Material to process.
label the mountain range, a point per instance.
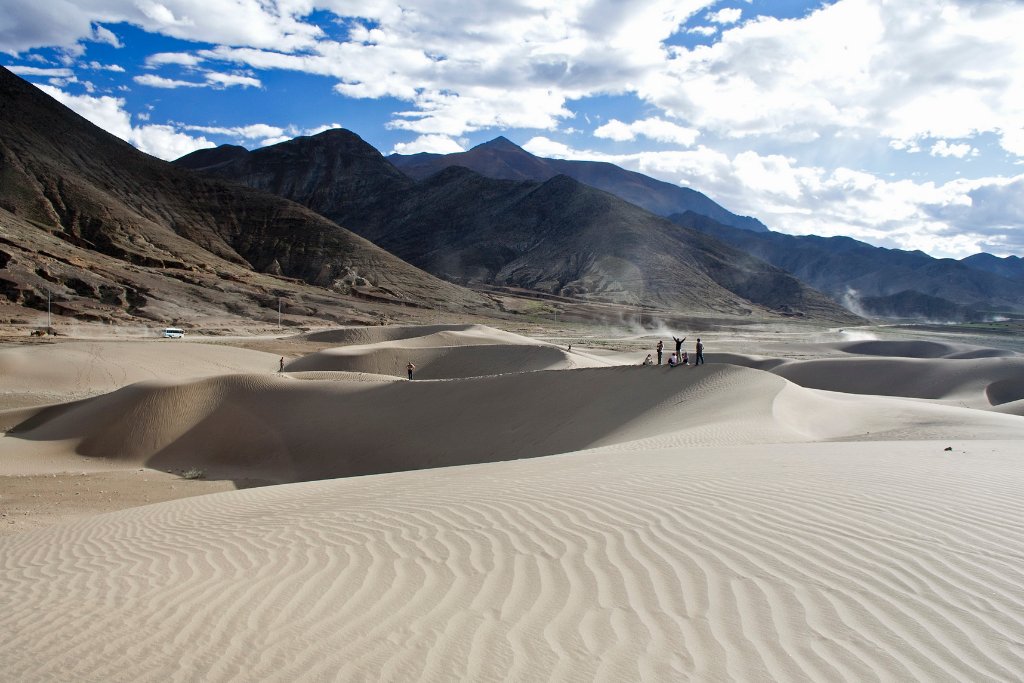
(504, 160)
(107, 232)
(888, 283)
(869, 280)
(556, 236)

Task goal. Identify every line of the records that contains the string "mountain", treating uppercase and lowercase as distinct, and copy each such line.

Expected answer.
label the mountain range, a point per instance.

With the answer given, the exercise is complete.